> [Task prompt]: In the blog post about the song "My Hero," what did the writer have surgery to remove?

> [Provided text]:

The Foo Fighters have this awesome song that my husband just loves. It's called "My Hero." There are various sources that say this song is a tribute to Kurt Cobain, but then others say that's made up, so who knows. It doesn't really matter for the point of my post, anyway. Moving on... It's a pretty fantastic song. I enjoy it quite a bit too. Of course, as is the case with most songs, I prefer the acoustic version. Here's a youtube video of it for those who'd like to listen.
Naturally, since Jake loves the song so much, when I hear the opening, I automatically think of him. However, over time, it's really become a song to me that is about him. Truthfully.
As I mentioned in my last blog, I had surgery last week to remove a cyst on my tail bone.
My husband has been absolutely wonderful. He not only took me in for surgery and brought me home, but has been working really hard for me to heal.
That means that he's been doing most of the chores and taking care of the baby. Yes, he's basically taken on my role while I'm home, and also his own while he's home, and even went to work yesterday to make sure we would have funds to get us by. He's been working really, really hard.
I don't know how to tell him properly that I appreciate his dedication and loyalty, his love and compassion, and his selflessness as much as I really do. I used to feel like I was quite a linguist, but then I realize that my emotions don't always line up with words as well as I'd like... meaning, words aren't as meaningful as I'd hoped. I've given gifts and planned dates or outings for us in the past to show appreciation, but that doesn't always cut it either.
Maybe I'll let him take a nice long nap. Haha.
Seriously though, he's been the biggest blessing this week.
I haven't been able to move well, sit against my back, bend, and lift things. So, while I feel I've been neglecting Spencer, Jake has really been there. He has given most every bottle, baby food meal, every bath, changed nearly every diaper, picked him up almost every time he was sad, and he has gotten up every single time in the middle of the night, except once last night, because I was up and felt like I could manage.
That's right. Wednesday night, Thursday night, Friday night, and Saturday night... every time Spencer woke, except once.
For the record, Spencer hasn't been a real peach the past few nights, either. It turns out, after Jake took him into acute care this morning, he has another ear infection. That explains the various fevers and waking up screaming multiple times in the night.
I must confess, had it been me getting up every night like that, I can't honestly, with 100% certainty say that I wouldn't have let a comment like this slipped through my lips at some point... something like... "Ugh, I'm just so tired since I've had to get up every time."
I wouldn't have even meant for it to be a slam against Jake, but thinking about it, I'm sure he would feel that way, had I said that.
I can say with 100% certainty, however, that he has not once complained about all the extra work he's been putting in around the house, for me to heal. (Or, if he has, I haven't heard it.) He also hasn't said that I have to get up every single time once I'm completely healed for the same number of nights that he's done it for me. I know I wouldn't say that to him (or mean it if I did say it jokingly, as I really might jokingly throw it out there), but I wouldn't blame him for saying it to me.

> [Point-per-instance localization data]:
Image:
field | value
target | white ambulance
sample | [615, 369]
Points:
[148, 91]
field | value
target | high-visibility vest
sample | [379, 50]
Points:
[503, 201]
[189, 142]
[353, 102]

> [Written response]: A cyst on the tail bone.